Your task:
Copy out the whole listing below, swapping every "visual grounding engine" for "box-finding tool" and changing nothing else.

---------- Information supplied ----------

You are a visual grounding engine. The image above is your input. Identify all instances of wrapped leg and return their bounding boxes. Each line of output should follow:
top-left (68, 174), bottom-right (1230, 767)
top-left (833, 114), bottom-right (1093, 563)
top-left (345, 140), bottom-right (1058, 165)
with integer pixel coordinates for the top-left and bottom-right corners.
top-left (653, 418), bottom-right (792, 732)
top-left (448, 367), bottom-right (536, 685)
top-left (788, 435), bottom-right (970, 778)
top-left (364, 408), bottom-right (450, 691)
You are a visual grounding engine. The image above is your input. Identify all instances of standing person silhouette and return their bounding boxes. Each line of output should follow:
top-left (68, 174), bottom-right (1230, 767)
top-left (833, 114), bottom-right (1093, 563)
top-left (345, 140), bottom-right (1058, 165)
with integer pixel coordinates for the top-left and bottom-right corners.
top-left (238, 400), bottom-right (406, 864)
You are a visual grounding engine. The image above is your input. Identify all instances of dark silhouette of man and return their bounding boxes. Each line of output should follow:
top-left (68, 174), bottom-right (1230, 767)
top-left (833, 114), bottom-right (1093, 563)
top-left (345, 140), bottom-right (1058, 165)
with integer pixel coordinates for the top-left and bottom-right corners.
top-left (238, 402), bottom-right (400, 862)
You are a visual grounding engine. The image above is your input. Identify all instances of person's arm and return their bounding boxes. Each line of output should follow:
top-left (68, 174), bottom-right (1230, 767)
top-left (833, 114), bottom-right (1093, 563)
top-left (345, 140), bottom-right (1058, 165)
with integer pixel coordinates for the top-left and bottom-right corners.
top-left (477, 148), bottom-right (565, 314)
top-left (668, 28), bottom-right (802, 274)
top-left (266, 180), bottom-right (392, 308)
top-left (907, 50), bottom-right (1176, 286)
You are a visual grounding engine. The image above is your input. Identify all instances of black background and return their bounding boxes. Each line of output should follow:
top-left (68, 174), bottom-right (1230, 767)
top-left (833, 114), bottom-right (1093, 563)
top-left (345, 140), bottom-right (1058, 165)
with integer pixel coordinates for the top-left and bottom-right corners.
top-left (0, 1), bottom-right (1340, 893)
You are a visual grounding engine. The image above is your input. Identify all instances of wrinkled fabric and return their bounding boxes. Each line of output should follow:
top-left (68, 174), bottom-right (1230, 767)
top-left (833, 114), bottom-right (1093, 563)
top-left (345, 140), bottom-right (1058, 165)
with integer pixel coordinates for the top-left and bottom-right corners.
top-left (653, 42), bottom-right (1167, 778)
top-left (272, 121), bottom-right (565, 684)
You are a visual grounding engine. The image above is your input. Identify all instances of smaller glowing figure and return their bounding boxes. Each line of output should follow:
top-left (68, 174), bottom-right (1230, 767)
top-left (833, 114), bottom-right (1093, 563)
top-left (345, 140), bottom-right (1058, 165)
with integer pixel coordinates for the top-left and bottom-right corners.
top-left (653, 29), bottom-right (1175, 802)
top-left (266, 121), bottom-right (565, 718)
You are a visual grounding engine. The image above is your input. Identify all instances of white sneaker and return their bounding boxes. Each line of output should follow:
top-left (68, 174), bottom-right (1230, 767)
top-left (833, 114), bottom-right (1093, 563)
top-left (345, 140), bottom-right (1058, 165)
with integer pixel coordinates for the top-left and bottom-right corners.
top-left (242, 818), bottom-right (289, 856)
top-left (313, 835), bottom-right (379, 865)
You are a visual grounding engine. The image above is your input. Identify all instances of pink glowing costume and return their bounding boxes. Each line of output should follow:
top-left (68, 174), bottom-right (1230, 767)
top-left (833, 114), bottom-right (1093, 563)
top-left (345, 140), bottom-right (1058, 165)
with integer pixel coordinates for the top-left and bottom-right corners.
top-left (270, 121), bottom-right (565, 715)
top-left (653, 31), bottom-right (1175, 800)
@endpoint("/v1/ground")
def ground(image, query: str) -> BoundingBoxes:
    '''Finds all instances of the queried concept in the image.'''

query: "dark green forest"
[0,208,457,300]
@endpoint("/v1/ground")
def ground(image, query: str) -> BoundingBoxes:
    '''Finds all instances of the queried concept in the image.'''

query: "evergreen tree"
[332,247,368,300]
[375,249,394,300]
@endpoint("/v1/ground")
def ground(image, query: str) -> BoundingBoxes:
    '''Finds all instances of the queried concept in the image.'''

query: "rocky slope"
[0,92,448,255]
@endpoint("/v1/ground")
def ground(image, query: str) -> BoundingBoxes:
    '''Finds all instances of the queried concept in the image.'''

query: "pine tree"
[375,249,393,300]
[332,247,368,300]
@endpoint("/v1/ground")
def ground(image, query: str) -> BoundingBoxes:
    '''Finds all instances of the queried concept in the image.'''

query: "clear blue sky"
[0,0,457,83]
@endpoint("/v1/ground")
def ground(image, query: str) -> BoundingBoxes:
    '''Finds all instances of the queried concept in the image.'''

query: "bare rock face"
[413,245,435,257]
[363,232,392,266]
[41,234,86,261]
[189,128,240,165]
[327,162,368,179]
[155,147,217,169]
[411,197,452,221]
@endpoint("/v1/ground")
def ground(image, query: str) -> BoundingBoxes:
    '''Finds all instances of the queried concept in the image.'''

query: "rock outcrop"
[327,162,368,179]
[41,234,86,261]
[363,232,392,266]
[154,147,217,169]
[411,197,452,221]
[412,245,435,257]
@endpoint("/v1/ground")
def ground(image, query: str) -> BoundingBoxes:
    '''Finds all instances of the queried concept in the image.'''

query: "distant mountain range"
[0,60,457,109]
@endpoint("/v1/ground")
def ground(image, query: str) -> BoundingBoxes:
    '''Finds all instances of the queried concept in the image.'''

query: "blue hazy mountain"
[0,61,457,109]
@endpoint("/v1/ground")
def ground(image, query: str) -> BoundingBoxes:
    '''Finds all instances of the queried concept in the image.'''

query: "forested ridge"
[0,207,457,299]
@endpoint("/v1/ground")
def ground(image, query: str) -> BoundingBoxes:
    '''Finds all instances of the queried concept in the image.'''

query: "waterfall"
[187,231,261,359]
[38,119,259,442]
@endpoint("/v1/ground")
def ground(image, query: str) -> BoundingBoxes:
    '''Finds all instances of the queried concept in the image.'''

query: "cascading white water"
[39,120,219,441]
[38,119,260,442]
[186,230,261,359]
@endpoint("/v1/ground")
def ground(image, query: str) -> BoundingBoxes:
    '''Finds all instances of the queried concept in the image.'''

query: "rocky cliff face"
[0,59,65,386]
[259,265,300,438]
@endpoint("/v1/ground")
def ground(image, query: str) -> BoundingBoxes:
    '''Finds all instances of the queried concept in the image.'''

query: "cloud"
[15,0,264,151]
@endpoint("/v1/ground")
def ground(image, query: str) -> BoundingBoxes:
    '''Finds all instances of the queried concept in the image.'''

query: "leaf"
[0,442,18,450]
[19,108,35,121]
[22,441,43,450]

----------

Result:
You are a box-finding tool. The image above is your input. Identify all instances of wrapped leg and return their bounding boxes. Each line of output should follow:
top-left (68, 174), bottom-right (1230, 767)
top-left (833, 114), bottom-right (1093, 563)
top-left (345, 140), bottom-right (1058, 165)
with integer pixel coordinates for the top-left and bottom-right corners.
top-left (653, 418), bottom-right (792, 732)
top-left (448, 367), bottom-right (536, 685)
top-left (788, 435), bottom-right (970, 778)
top-left (364, 408), bottom-right (450, 691)
You are a box-finding tool. The image above is your input. Identify all instances of standing person silhouette and return their bounding boxes. Each line of output should follow:
top-left (68, 174), bottom-right (1230, 767)
top-left (833, 114), bottom-right (1093, 563)
top-left (345, 140), bottom-right (1058, 165)
with integer pixel coordinates for the top-left and bottom-right corners.
top-left (238, 400), bottom-right (406, 864)
You are a box-finding tool. The image above is your input. Identify all instances of dark silhouette of man and return their bounding boxes. Each line of output should follow:
top-left (68, 174), bottom-right (1230, 767)
top-left (833, 114), bottom-right (1093, 563)
top-left (345, 140), bottom-right (1058, 165)
with integer pixel coordinates for the top-left and bottom-right corners.
top-left (238, 402), bottom-right (400, 862)
You are a box-finding tool. The image above is your input. Identify all instances of person's arm and return their bounding boxes. Each line of output should follow:
top-left (68, 174), bottom-right (1230, 767)
top-left (833, 114), bottom-right (1093, 563)
top-left (345, 140), bottom-right (1058, 165)
with integer pixel coordinates for the top-left and bottom-right corners.
top-left (477, 148), bottom-right (565, 314)
top-left (668, 28), bottom-right (802, 274)
top-left (266, 180), bottom-right (392, 308)
top-left (907, 50), bottom-right (1176, 286)
You are a box-finding tool. The image above is your input. Identify all instances of black background and return their bounding boxes. Each line of output should follow:
top-left (68, 174), bottom-right (1230, 767)
top-left (833, 114), bottom-right (1093, 563)
top-left (345, 140), bottom-right (1058, 165)
with integer pixel coordinates for the top-left and bottom-right corners.
top-left (0, 1), bottom-right (1340, 893)
You are a box-finding tool. The image above is your input. Identify all instances of wrinkled fabric and return their bounding boxes. Each line of output should follow:
top-left (68, 174), bottom-right (1230, 767)
top-left (833, 114), bottom-right (1093, 563)
top-left (345, 140), bottom-right (1058, 165)
with integer pixel coordinates for the top-left and bottom-right corners.
top-left (653, 42), bottom-right (1167, 778)
top-left (272, 121), bottom-right (565, 684)
You are a box-finding tool. The image above is your input. Identify all instances of smaller glowing figure and return their bounding boxes. Each line of output should follow:
top-left (68, 174), bottom-right (1230, 767)
top-left (833, 114), bottom-right (1093, 563)
top-left (345, 140), bottom-right (1058, 165)
with integer pixel coordinates for the top-left and bottom-right corners.
top-left (653, 29), bottom-right (1175, 802)
top-left (266, 121), bottom-right (565, 718)
You are a box-finding tool. The image above is your input. Identify all instances of white sneaker and return their bounding boxes. Each line of output should follow:
top-left (68, 174), bottom-right (1230, 767)
top-left (833, 114), bottom-right (1093, 563)
top-left (345, 140), bottom-right (1058, 165)
with integer pixel coordinates for the top-left and bottom-right corners.
top-left (242, 818), bottom-right (289, 856)
top-left (313, 835), bottom-right (379, 865)
You are a box-finding tool. The image above is your input. Identify all instances of pink glowing costume and return their bounding boxes. Each line of output should follow:
top-left (68, 174), bottom-right (1230, 767)
top-left (833, 114), bottom-right (1093, 563)
top-left (345, 140), bottom-right (1058, 165)
with integer pixel coordinates for the top-left and bottom-right corners.
top-left (270, 121), bottom-right (565, 715)
top-left (653, 31), bottom-right (1175, 800)
@endpoint("/v1/ground")
def ground(image, query: str) -> BoundingBoxes:
    '''Finds all instances of the queried concept in the image.'''

query: "dark green forest"
[0,208,457,300]
@endpoint("/v1/ground")
def ground(image, query: str) -> BoundingBoxes:
    '''Finds all instances of the queried concept in the image.'''

query: "evergreen tree"
[332,247,368,300]
[375,249,394,300]
@endpoint("/v1/ground")
def ground(image, query: str) -> BoundingBoxes:
    '''Finds all instances of the queried concept in the image.'''

query: "rocky slope"
[0,92,448,255]
@endpoint("/v1/ground")
def ground(image, query: str) -> BoundingBoxes:
    '''Finds all instances of the queried concept in the image.'''

query: "pine tree"
[375,249,393,300]
[332,247,368,300]
@endpoint("/v1/ground")
def ground(image, query: str) -> BoundingBoxes:
    '''Finds all instances of the queried concept in the image.'''

query: "clear blue sky"
[0,0,457,83]
@endpoint("/v1/ground")
def ground(image, query: str) -> BoundingBoxes:
    '''Finds all instances of the queried concept in the image.'''

query: "bare rock face"
[413,245,435,257]
[363,232,392,266]
[41,234,86,261]
[189,128,240,165]
[327,162,368,179]
[155,147,217,169]
[411,197,452,221]
@endpoint("/v1/ground")
def ground(image, query: str) -> BoundingBoxes:
    '''Finds all instances of the queried concept in the image.'''

query: "rock outcrop"
[327,162,368,179]
[41,234,86,261]
[363,232,392,266]
[154,147,217,169]
[411,197,452,221]
[412,245,435,257]
@endpoint("/v1/ground")
def ground(image, query: str) -> BoundingBoxes:
    '''Finds all instances of the queried concept in the image.'''

query: "distant mountain range"
[0,60,457,109]
@endpoint("/v1/ground")
def ground(image, query: str) -> BoundingBoxes:
    '''Finds all instances of the queried concept in the image.'''

query: "blue hazy mountain"
[0,61,457,109]
@endpoint("/v1/ground")
def ground(image, query: str) -> BoundingBoxes:
    '''Finds all instances of the queried concept in the image.'''

query: "forested ridge"
[0,207,457,299]
@endpoint("/v1/ground")
def ground(image, query: str) -> BoundingBoxes:
    '''Finds all instances of the queried concept in the image.'''

query: "waterfall"
[187,231,261,359]
[38,119,259,442]
@endpoint("/v1/ground")
def ground(image, query: str) -> BoundingBoxes:
    '''Finds all instances of the queried concept in the image.'''

query: "cascading white water"
[39,120,219,441]
[38,119,260,442]
[186,230,261,359]
@endpoint("/v1/ground")
def ground(image, query: str) -> BoundingBoxes:
    '''Finds all instances of the queried concept in the image.'''

query: "rocky cliff face"
[0,59,65,386]
[259,265,300,438]
@endpoint("/v1/ground")
def ground(image, query: str) -> BoundingBoxes:
    '''Finds all instances of the queried concept in the image.'''

query: "cloud"
[15,0,264,151]
@endpoint("/v1/ground")
def ground(image, query: str) -> BoundingBoxes:
    '''Finds all instances of the queried concept in the image.'''

query: "leaf"
[0,442,18,450]
[19,108,35,121]
[22,441,43,450]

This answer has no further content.